Physics
John G. Cramer explains his experiment to his grand-daughter Selena
Wednesday, September 16, 2009
My dad made Men's Journal
Friday, September 21, 2007
My dad, physicist John G. Cramer, is in the October issue of Men's Journal. Who knew that the fashion accesory he lacked was a Delorean?
Heisenberg might have been amused.
Thursday, February 15, 2007
An unintentionally funny passage from the AP story Scientists dubious of quantum computer claims:
[ D-Wave Chief Executive Herb Martin] said all the evidence the company has indicates that the device is performing quantum computations, but he acknowledged there is some uncertainty.
Here is the D-Wave press release, World’s First Commercial Quantum Computer Demonstrated.
Retrocausality & the Movies
Tuesday, November 21, 2006
Further to the subject of retrocausality, my dad, John Cramer, emailed to say:
My planned experiment has been concantated with a review of the upcoming movie "Deja Vu" in an article on MSNBC at http://www.msnbc.msn.com/id/15817394/.
From the article:
Over the next few years, some experiments hold out a chance of finally being able to show whether or not time can move backward as well as forward. Theoretically, at least, it might be possible for the future to influence the past, said John Cramer, a physicist at the University of Washington. He and his colleagues plan to try just such an experiment next year.
Cramer acknowledged that the concept of retro-causality doesn't seem to make sense, "but I don't understand why not."
Both Greene and Cramer know the science as well as the fiction side of the time-travel issue: Greene is the author of "The Elegant Universe," a best-selling book on string theory — but he also played a cameo role in "Frequency," a time-travel movie released in 2000, and served as a scientific consultant for "Deja Vu."
"It was a kick to be in the room with [producer] Jerry Bruckheimer and [director] Tony Scott and the writers, talking about special relativity and general relativity and wormholes," he told MSNBC.com.
Cramer, meanwhile, has done research into ultra-relavistic heavy-ion physics at CERN and Brookhaven National Laboratory — but he's also written two science-fiction novels and pens a regular column for Analog magazine called "The Alternate View." If his experiments show that retro-causality is a reality — that one event can determine the outcome of another event taking place 50 microseconds earlier — it could lend support to the ultimate alternate view of quantum physics.
"It opens the door to doing all kinds of really bizarre things," he said.
Nigerian Spam about Quantum Mechanics
Friday, November 17, 2006
Someone in Nigera apparently read my most recent post, because I got a hillarious piece of Nigerian spam on the subject of quantum mechanics:
I am Civ Opopekim, the only son of the late Professor Lawrence Opopekim, of a much respected university in my country of NIGERIA, who was dedicated to the study of RETROCAUSALITY. Upon examining my father's scientific journals, I have discovered a matter of the most URGENT importance to your future (and past) well-being. As most of my father's work has not yet been published, I am counting on your discretion in this sensitive matter.

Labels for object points
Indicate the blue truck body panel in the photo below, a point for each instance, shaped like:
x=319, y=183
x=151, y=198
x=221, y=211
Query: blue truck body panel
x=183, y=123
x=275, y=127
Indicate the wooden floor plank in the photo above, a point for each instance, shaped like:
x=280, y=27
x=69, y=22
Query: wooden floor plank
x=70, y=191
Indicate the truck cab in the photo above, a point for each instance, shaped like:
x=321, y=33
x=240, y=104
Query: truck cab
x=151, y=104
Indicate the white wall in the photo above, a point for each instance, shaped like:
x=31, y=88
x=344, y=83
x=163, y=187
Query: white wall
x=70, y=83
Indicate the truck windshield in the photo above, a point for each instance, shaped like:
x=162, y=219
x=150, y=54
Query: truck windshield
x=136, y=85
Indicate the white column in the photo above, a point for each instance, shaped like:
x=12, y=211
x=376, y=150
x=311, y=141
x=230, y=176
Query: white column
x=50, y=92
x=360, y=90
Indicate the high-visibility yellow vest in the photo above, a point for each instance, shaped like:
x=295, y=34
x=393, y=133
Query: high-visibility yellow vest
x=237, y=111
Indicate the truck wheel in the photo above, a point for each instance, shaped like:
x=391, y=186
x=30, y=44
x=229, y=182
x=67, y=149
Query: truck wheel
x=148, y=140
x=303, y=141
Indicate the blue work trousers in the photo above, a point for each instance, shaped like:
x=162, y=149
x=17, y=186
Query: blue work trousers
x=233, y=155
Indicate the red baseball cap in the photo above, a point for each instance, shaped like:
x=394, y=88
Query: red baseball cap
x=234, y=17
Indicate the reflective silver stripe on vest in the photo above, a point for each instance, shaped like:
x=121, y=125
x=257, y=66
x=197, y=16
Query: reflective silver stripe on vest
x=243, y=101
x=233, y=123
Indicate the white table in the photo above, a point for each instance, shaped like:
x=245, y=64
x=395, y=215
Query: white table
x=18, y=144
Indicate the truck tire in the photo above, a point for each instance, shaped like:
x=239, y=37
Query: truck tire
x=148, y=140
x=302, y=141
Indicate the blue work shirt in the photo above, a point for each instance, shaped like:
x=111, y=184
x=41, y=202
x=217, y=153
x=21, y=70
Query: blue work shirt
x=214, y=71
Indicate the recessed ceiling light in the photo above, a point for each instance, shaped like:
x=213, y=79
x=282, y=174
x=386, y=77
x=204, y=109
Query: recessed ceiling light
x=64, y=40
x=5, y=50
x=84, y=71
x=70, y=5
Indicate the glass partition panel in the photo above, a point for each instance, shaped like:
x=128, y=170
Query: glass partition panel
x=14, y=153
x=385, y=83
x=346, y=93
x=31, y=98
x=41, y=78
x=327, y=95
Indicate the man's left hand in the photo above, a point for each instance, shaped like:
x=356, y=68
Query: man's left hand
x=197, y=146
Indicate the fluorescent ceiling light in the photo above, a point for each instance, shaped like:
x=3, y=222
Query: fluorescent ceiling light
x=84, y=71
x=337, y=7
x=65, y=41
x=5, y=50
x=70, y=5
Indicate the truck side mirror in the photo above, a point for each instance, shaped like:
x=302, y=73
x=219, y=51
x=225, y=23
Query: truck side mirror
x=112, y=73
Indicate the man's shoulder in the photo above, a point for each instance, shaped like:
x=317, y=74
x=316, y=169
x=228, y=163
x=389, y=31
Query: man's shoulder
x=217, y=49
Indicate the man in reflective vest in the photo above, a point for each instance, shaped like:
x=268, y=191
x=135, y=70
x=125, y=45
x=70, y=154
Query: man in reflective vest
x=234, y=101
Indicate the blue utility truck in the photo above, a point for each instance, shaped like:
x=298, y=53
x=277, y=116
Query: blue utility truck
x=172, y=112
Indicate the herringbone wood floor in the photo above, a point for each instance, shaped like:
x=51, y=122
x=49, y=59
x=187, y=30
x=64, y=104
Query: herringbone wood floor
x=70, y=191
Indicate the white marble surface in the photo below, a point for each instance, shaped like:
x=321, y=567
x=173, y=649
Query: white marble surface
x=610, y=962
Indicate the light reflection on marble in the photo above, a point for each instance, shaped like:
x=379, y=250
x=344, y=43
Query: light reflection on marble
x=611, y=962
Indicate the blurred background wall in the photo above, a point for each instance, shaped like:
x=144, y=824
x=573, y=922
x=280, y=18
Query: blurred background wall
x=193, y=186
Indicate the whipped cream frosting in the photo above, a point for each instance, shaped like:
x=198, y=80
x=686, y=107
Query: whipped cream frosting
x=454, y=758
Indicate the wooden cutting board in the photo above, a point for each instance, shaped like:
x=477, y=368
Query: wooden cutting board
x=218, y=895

- [Written request A]
Answer these questions about the physics blog:
(i) In which issue of Men's Journal does physicist John G. Cramer appear?
(ii) What is the name of Cramer's regular column for Analog magazine?
(iii) In what year was the time-travel movie "Frequency" released?
- [Written request B] Write a continuation of the physics blog, starting right after its final sentence.
The lines play no part in any of this.

- [Reply A]
(i) The October issue
(ii) "The Alternate View"
(iii) 2000

- [Reply B]
In the course of research, my father discovered the photons created in his experiments were entangled through QUANTUM MECHANICS with photons found in your locale. Further study revealed the break-through discovery of photon tilt patterns in the photons of your area based on experiments planned but yet to be performed by my father.
Alas since my father was poisoned to death with tainted YAK MILK by scientists from rival laboratories who lured him to GENEVA under the false pretense of a scientific conference, a financial situation has arisen where I can no longer assure the continuation of his research or the operation of his laboratory (it embarrasses me to admit this sad truth).
As a person of science, you are aware that even changes at the quantum level cause universes to take separate but parallel infinite paths. I fear that if I am unable to continue my father's schedule of experiments and therefore cause the photons in your immediate area to not have tilted in the way they already have, the life you have come to know and enjoy will cease to be and you will find yourself in a parallel existence unfavorable to you.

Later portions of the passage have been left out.